DOCUMENT SEGMENT:
Now, a few months before your book sold, your publisher’s parent company merged with another big company. Just as you begin your tour, the parents will merge their warehouses. This means you will need to appreciate your publicist at moments when you are, shall we say, not at your best.

Two weeks before your pub date, your publicist will quit.

Try a meditation class.

A friend in another state will report a review of a novel that sounds similar to yours. Look up the writer’s name and call her. When she answers the phone, sing halleyluyah! Now you can complain to someone who understands. Jane, the writer, will have just returned from a conference attended by 600 booksellers. Each seller got a little bag containing the books of the authors on panels. Jane had bought a darling outfit for the occasion. A few hours before the panel, she learned that her books had not arrived. Moan while she describes how she tried in vain to work a FedEx miracle without an overnight. Do not ask what happened to her outfit.

GIVEN INFORMATION:
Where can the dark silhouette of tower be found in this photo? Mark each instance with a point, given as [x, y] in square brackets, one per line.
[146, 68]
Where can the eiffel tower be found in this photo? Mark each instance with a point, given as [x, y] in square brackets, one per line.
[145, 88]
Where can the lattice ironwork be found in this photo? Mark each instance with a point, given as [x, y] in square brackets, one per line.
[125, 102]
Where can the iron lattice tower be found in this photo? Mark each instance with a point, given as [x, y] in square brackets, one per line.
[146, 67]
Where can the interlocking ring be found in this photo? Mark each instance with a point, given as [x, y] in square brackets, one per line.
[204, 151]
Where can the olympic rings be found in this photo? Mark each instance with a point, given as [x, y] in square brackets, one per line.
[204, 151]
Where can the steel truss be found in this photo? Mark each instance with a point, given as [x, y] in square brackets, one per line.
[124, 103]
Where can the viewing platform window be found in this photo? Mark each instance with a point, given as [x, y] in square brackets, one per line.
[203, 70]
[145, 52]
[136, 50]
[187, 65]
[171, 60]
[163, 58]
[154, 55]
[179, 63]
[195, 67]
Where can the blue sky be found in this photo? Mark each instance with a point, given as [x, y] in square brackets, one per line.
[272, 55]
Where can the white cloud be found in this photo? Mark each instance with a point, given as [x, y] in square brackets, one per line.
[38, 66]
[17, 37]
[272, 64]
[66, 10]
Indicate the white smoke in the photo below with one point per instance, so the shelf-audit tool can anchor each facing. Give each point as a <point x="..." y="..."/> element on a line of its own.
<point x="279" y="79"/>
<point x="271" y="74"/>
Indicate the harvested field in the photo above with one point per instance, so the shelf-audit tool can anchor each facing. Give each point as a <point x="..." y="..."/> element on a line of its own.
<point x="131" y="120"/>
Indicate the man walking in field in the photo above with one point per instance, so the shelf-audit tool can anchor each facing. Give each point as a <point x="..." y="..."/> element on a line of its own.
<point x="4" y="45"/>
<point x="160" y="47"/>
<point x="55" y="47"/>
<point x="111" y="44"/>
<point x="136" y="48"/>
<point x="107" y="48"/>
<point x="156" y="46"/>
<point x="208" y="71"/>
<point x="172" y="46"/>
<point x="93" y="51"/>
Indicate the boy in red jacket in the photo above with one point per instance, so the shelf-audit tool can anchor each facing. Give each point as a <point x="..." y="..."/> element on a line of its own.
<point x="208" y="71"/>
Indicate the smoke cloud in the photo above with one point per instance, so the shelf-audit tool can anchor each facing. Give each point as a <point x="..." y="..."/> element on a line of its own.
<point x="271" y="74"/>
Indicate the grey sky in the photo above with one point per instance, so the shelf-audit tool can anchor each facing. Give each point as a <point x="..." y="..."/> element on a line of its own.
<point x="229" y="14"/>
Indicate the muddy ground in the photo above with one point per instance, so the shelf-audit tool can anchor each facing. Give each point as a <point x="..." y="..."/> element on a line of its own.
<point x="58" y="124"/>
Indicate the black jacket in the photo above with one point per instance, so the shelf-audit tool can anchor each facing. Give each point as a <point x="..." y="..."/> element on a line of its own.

EXERCISE OBJECTIVE:
Copy the passage on publishing a book from "Now, a few months" to "a meditation class.", inclusive, substituting "agent" for "publicist" wherever it occurs. The records can be set aside, since nothing here depends on them.

COMPLETED EXERCISE:
Now, a few months before your book sold, your publisher’s parent company merged with another big company. Just as you begin your tour, the parents will merge their warehouses. This means you will need to appreciate your agent at moments when you are, shall we say, not at your best.

Two weeks before your pub date, your agent will quit.

Try a meditation class.